Majority Voting Approach to Ransomware Detection: Evaluation and Discussion

13 Jun 2024


(1) Simon R. Davies, School of Computing, Edinburgh Napier University, Edinburgh, UK (;

(2) Richard Macfarlane, School of Computing, Edinburgh Napier University, Edinburgh, UK;

(3) William J. Buchanan, School of Computing, Edinburgh Napier University, Edinburgh, UK.

4. Evaluation and Discussion

The majority of the recorded results for the tests described in Section 3 are provided in Figure 2. The cell colours represent the success of the test and are graded from green to red. 100% pass rate results are represented as a dark green colour, the colour changes depending on the success rate to red which indicates 0% pass rate, or alternatively 100% failure rate. Where the colour does not clearly show the result, then the percentage number is also displayed. Grey indicates that the specific test was not executed on that particular file type. For example, as mentioned above, if the file type should contain a magic number, then this test was performed and the printable character test was ignored.

Given exercise 1 –
Please reproduce the ransomware detection excerpt above word for word, in full.

Material for this task –

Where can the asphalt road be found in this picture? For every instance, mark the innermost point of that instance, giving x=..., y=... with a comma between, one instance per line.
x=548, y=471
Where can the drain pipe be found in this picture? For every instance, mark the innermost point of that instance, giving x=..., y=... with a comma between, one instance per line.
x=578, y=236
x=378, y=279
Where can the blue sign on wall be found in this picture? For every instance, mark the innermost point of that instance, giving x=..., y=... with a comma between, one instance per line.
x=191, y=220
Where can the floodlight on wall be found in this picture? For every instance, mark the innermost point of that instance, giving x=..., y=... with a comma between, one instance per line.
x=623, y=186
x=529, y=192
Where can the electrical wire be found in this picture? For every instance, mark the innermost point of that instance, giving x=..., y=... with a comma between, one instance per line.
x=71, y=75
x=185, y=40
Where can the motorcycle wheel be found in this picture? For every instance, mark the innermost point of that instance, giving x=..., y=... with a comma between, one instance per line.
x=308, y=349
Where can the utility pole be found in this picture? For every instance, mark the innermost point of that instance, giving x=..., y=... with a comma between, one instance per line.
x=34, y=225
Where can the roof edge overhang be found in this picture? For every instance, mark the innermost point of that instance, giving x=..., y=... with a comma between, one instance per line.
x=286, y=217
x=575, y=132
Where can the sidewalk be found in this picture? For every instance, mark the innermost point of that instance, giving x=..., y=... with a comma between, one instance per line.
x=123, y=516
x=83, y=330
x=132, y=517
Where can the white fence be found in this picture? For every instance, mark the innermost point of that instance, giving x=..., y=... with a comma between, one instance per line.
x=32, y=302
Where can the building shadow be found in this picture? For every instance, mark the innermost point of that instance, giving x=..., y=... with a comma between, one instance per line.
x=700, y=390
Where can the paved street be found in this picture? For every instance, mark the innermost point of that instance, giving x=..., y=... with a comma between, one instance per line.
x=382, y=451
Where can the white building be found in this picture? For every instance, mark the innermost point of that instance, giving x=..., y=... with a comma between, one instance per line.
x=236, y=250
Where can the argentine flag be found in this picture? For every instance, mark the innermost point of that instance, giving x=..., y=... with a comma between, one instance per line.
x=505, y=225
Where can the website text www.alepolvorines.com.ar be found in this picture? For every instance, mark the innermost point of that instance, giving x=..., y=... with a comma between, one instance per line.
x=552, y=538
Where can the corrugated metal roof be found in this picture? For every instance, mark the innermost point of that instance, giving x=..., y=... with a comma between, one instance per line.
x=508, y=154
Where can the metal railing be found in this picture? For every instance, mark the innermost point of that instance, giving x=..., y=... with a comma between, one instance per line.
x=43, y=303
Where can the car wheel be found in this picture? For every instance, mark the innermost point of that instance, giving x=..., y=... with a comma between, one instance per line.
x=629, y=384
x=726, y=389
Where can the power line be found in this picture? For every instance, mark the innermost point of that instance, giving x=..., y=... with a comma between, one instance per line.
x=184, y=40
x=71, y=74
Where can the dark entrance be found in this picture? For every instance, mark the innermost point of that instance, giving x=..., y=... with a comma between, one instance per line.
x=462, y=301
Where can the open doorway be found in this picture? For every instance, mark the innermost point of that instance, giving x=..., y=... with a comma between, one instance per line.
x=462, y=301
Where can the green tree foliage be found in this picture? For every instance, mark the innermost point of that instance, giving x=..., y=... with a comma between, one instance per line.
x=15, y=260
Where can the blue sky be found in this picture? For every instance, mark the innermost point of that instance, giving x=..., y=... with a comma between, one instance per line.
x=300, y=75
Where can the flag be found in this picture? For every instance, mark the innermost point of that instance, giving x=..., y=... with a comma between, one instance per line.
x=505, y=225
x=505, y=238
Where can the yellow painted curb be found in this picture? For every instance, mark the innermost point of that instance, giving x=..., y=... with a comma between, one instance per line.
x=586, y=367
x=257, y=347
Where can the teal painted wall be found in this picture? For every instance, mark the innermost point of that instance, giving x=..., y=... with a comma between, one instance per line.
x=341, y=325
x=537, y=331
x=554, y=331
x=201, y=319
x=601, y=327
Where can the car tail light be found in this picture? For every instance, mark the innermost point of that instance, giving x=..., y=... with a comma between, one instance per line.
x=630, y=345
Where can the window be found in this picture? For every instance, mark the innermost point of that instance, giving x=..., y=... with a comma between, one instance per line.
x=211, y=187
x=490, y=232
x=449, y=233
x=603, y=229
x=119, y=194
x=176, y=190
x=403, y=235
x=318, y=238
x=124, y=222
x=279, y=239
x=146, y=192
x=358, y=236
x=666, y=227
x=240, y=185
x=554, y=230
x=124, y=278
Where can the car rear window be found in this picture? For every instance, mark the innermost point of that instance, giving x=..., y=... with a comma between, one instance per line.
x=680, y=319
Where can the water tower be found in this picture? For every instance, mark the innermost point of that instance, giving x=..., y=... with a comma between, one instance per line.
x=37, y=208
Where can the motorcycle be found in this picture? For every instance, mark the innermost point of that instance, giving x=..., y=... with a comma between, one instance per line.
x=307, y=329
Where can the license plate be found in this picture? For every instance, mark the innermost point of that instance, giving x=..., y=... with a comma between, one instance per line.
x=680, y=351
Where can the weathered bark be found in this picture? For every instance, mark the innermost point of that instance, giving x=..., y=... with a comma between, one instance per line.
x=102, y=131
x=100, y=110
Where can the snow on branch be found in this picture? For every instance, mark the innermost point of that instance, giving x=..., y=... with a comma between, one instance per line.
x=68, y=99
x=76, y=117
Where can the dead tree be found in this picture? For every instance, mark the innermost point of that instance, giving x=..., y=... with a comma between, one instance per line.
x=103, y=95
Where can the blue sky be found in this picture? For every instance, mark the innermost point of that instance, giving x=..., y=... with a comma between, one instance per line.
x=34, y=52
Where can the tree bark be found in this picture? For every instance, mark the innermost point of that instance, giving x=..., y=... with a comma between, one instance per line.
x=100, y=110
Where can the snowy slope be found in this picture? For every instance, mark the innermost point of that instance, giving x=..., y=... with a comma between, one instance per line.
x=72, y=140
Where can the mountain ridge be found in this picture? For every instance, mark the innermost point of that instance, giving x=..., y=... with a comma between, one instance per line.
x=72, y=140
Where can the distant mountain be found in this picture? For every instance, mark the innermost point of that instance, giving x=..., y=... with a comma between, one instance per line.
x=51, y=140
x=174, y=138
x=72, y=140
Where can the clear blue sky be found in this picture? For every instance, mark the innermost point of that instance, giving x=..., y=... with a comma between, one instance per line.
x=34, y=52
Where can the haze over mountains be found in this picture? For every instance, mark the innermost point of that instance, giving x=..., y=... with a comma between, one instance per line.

Given exercise 2 –
Gather every line of the listing that contains the string "building". Letter case must match.

Worked solution 1 –
Majority Voting Approach to Ransomware Detection: Evaluation and Discussion

13 Jun 2024


(1) Simon R. Davies, School of Computing, Edinburgh Napier University, Edinburgh, UK (;

(2) Richard Macfarlane, School of Computing, Edinburgh Napier University, Edinburgh, UK;

(3) William J. Buchanan, School of Computing, Edinburgh Napier University, Edinburgh, UK.

4. Evaluation and Discussion

The majority of the recorded results for the tests described in Section 3 are provided in Figure 2. The cell colours represent the success of the test and are graded from green to red. 100% pass rate results are represented as a dark green colour, the colour changes depending on the success rate to red which indicates 0% pass rate, or alternatively 100% failure rate. Where the colour does not clearly show the result, then the percentage number is also displayed. Grey indicates that the specific test was not executed on that particular file type. For example, as mentioned above, if the file type should contain a magic number, then this test was performed and the printable character test was ignored.

Worked solution 2 –
Where can the building shadow be found in this picture? For every instance, mark the innermost point of that instance, giving x=..., y=... with a comma between, one instance per line.
Where can the white building be found in this picture? For every instance, mark the innermost point of that instance, giving x=..., y=... with a comma between, one instance per line.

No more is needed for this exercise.